● Input material
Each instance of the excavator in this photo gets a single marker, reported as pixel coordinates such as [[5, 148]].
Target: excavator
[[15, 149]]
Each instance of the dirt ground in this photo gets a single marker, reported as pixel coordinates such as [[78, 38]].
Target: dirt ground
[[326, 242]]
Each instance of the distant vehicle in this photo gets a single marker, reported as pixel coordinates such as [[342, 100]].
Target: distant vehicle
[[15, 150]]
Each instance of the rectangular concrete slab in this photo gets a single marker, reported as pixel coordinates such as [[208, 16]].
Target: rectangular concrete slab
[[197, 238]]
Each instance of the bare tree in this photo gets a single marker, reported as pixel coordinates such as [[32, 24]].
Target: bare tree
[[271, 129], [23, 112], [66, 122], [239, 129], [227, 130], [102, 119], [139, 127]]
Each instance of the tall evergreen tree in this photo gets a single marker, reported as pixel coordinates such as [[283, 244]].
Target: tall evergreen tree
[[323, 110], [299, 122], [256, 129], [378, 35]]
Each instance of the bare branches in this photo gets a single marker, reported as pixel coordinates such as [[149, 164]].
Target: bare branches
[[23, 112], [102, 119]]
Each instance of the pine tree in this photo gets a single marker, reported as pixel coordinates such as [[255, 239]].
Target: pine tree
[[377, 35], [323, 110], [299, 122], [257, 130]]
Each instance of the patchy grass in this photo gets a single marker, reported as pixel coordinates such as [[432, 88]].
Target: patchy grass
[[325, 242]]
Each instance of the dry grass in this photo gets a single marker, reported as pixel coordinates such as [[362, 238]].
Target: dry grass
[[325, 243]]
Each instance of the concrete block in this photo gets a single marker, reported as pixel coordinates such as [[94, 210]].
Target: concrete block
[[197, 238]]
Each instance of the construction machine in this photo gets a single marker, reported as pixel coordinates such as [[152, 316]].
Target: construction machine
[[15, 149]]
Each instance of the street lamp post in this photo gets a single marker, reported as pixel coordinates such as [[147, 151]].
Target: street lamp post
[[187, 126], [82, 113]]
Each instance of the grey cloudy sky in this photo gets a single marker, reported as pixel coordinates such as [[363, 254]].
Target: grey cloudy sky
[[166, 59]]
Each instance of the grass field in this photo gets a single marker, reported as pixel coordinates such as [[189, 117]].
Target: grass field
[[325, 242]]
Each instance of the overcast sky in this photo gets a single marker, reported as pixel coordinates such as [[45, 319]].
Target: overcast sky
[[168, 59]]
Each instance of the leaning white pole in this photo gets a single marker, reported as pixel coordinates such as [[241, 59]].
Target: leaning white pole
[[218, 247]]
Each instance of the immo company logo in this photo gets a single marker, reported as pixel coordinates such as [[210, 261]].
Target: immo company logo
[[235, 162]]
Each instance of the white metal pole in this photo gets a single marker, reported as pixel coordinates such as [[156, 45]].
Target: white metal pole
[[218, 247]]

* * *

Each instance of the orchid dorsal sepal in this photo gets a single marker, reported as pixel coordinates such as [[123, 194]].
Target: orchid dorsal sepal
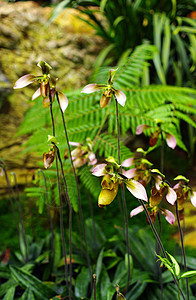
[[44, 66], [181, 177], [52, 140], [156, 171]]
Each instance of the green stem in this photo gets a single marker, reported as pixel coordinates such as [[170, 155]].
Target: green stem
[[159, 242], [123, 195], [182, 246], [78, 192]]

● Prompt
Pick out every line in the entries above that contains the string "post" and copy each one. Only case-sensitive matches count.

● Solution below
Each instance of the street lamp post in this photo gets a single marker, reported as pixel coordinates such as [[147, 151]].
Target: street lamp post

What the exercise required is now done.